Posted June 25, 2015 by Jerod Clark

Almost every piece of advice I give in communications will include the idea that you need to use more images to be an optimal storyteller. In fact, I mention it so much, you might be tired of reading about it. But it’s an area where so many churches still struggle today. Whether it’s online or in print communication, your organization can likely be using more images. Here are some reasons why.

Images create an anchor point for a story. Your audience, whether it be your congregation or a new visitor to your website, will be more compelled by image driven stories than long paragraphs of text. Images let you set the tone for your communication. A picture of a person gives a great starting point for the story you’re telling about them. A well-designed illustration can help create an image for what you’ll be talking about in an article. Let images do your introduction to set the framework for what you’ll be saying next.

People have short attention spans. A recent study showed the average attention span is eight seconds. What do you think will grab someone’s attention the quickest, a paragraph of text or a compelling image? It’s important to think about how you’re crafting your initial messages. What can you show and quickly say that will cause people to want to dig deeper into your story? Images with limited text are an intriguing entry point that makes people want to read or watch more.

Pictures give a glimpse of who you really are. There’s a key point to be made here. You can’t tell your true story with stock photography. Paid images have their place, but a major piece of being authentic is showing real people in true settings. Good images give people an instant understanding of what they’ll experience if they visit you in person or attend an event.
◆ ◆ ◆ ◆ ◆ ◆ ◆
## Task requirements
**1.** In the post on using images in church communication, what reason is given for opening a message with images instead of paragraphs of text? Answer in one to three sentences.
**2.** What average attention span does the post on using images in church communication cite?

## Data block
◆ ◆ ◆ ◆ ◆ ◆ ◆
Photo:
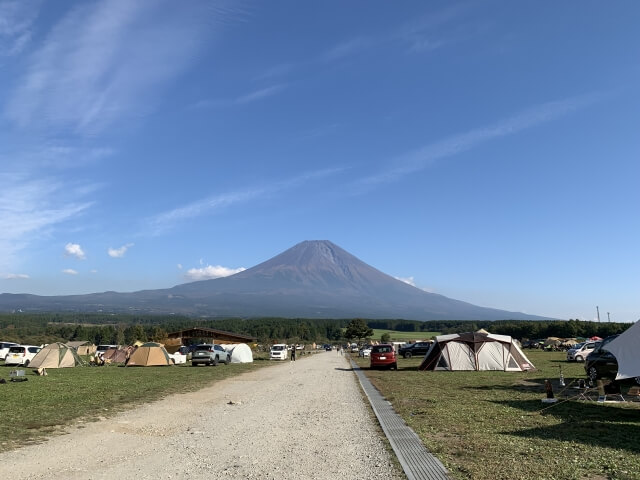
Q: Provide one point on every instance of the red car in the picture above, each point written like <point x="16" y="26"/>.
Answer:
<point x="383" y="356"/>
◆ ◆ ◆ ◆ ◆ ◆ ◆
## Results in order
**1.** People have short attention spans, with a recent study putting the average at eight seconds, and a compelling image grabs attention faster than a paragraph of text. Images with limited text therefore serve as an intriguing entry point that makes people want to read or watch more.

**2.** Eight seconds.